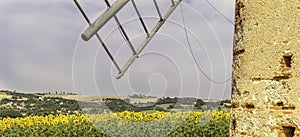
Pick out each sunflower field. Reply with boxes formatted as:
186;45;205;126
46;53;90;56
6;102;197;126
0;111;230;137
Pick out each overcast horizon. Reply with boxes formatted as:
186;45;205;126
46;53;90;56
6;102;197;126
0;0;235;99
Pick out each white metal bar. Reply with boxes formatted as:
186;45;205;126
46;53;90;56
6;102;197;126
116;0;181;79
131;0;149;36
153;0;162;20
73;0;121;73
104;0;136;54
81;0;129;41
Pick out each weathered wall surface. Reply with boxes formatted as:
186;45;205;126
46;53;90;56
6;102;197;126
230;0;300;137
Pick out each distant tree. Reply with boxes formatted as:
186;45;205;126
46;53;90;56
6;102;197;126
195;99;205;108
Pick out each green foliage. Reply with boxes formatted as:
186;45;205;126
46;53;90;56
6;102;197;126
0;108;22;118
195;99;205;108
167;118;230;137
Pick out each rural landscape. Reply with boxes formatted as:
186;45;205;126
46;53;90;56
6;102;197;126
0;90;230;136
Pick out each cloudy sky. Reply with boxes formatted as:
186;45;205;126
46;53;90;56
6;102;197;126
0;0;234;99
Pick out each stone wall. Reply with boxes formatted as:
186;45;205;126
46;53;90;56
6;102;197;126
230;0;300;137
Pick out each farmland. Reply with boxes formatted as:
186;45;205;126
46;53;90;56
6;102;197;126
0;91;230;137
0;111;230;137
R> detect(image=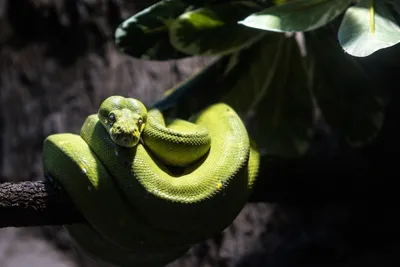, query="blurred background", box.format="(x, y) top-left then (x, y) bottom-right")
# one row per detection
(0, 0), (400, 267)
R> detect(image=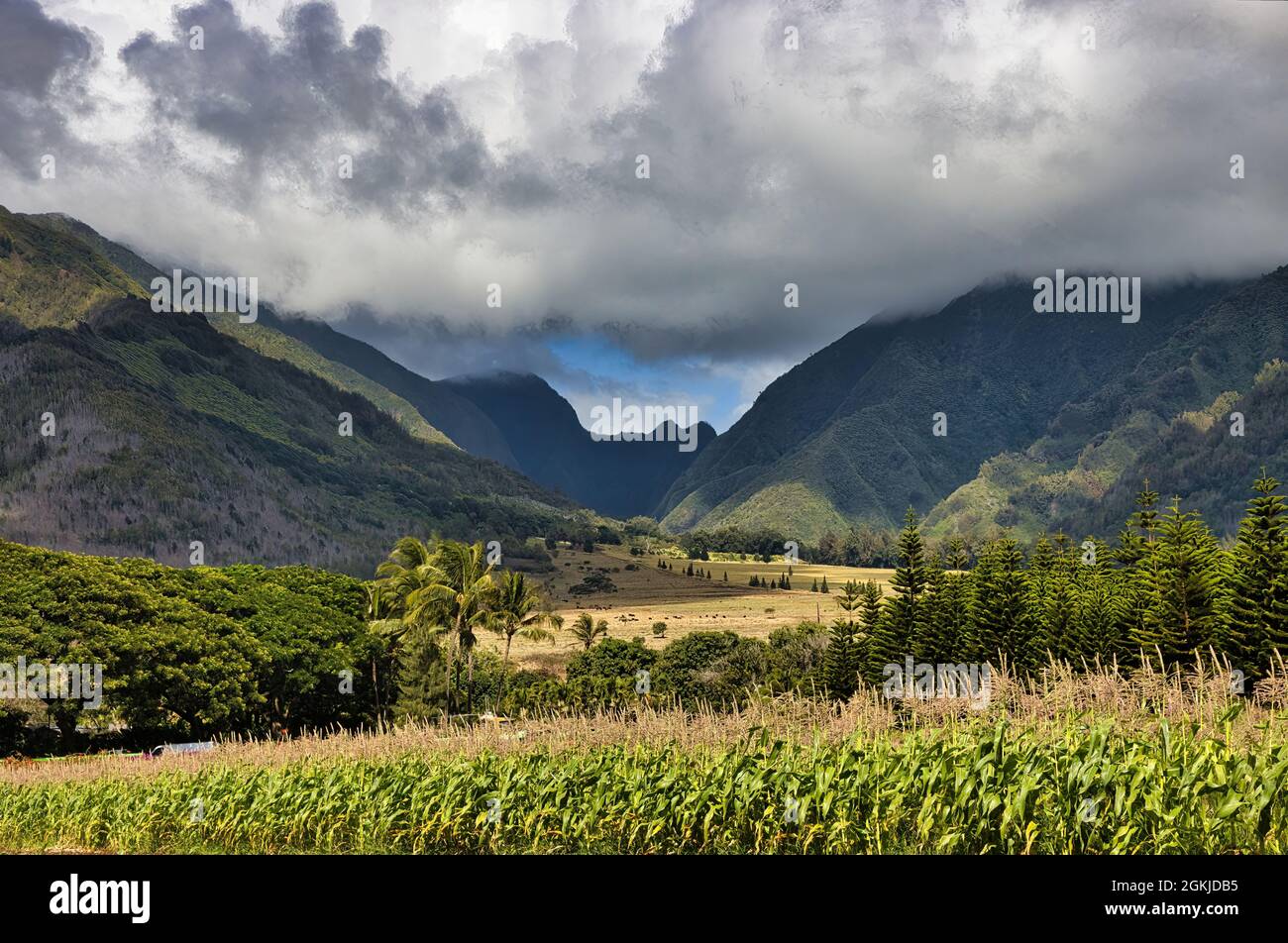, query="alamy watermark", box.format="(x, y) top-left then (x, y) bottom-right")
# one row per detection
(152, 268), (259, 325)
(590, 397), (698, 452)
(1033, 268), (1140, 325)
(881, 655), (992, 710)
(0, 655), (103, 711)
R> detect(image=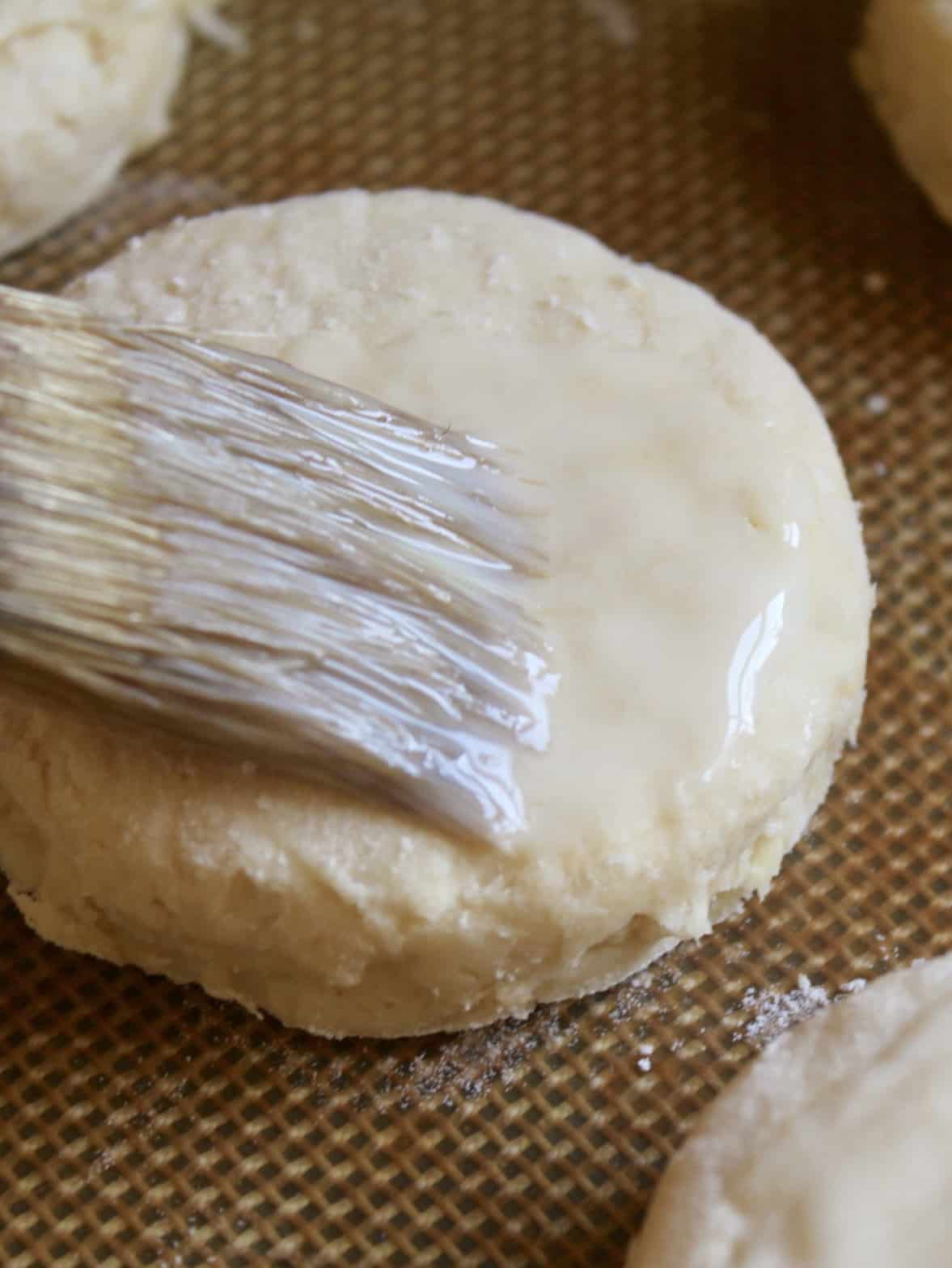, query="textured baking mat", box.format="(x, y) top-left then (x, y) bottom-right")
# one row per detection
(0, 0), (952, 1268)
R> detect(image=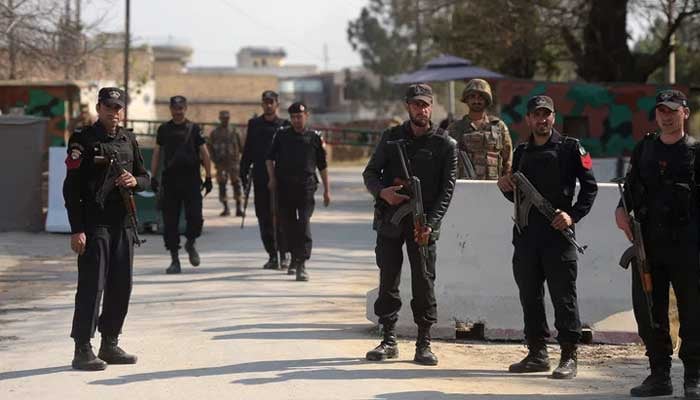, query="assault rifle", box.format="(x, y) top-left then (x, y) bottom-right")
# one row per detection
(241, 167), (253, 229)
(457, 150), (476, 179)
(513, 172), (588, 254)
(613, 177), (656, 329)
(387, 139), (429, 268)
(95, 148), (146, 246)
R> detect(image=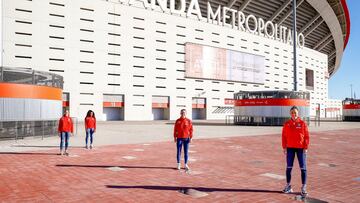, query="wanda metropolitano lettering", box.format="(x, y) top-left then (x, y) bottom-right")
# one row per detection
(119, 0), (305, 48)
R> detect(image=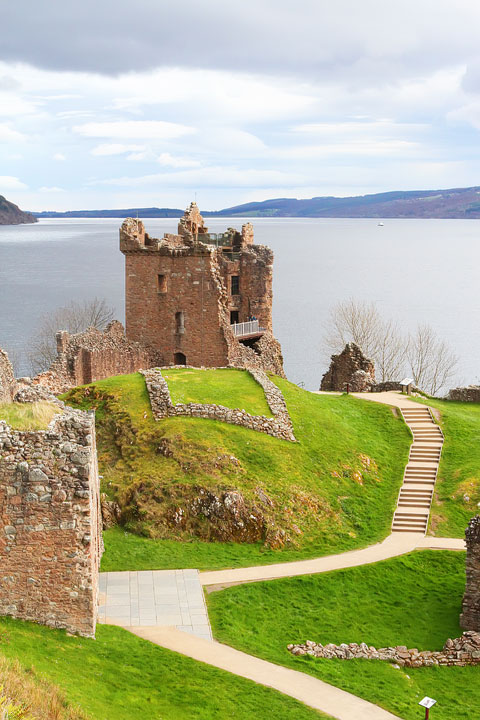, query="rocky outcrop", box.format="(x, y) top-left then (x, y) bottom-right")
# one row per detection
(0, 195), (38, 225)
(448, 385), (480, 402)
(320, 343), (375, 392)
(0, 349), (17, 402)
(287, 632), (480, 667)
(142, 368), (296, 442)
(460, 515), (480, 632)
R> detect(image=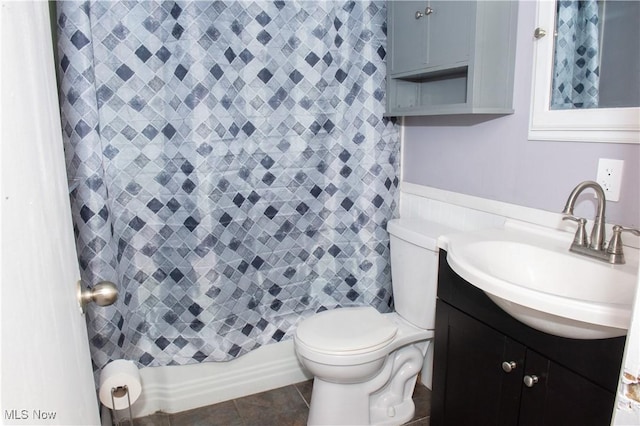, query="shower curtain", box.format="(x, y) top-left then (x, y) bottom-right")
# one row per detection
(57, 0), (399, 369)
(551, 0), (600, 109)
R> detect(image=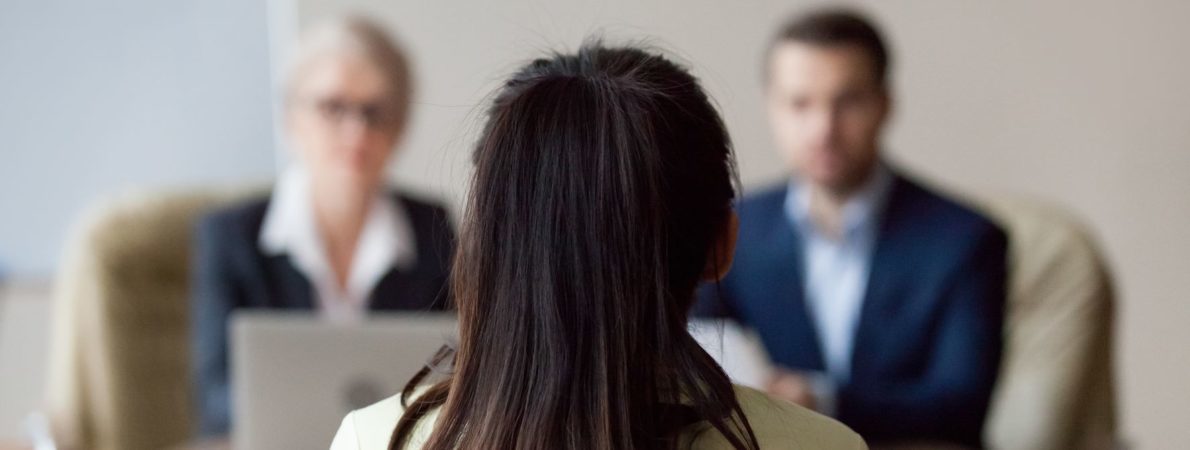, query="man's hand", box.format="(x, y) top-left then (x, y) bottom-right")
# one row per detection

##########

Copy out, unchanged, the part of the material above that begins with the line containing "Pick out each green" and ends with the line containing "0;90;230;136", including both of those lines.

## THE REPLY
Pick out each green foliage. Reply with boxes formatted as:
186;45;205;126
46;53;90;56
6;102;197;126
0;108;22;118
195;99;205;108
167;118;230;137
Pick out each rural landscape. Reply with boxes formatted as:
186;45;205;126
46;53;90;56
6;102;197;126
0;90;230;136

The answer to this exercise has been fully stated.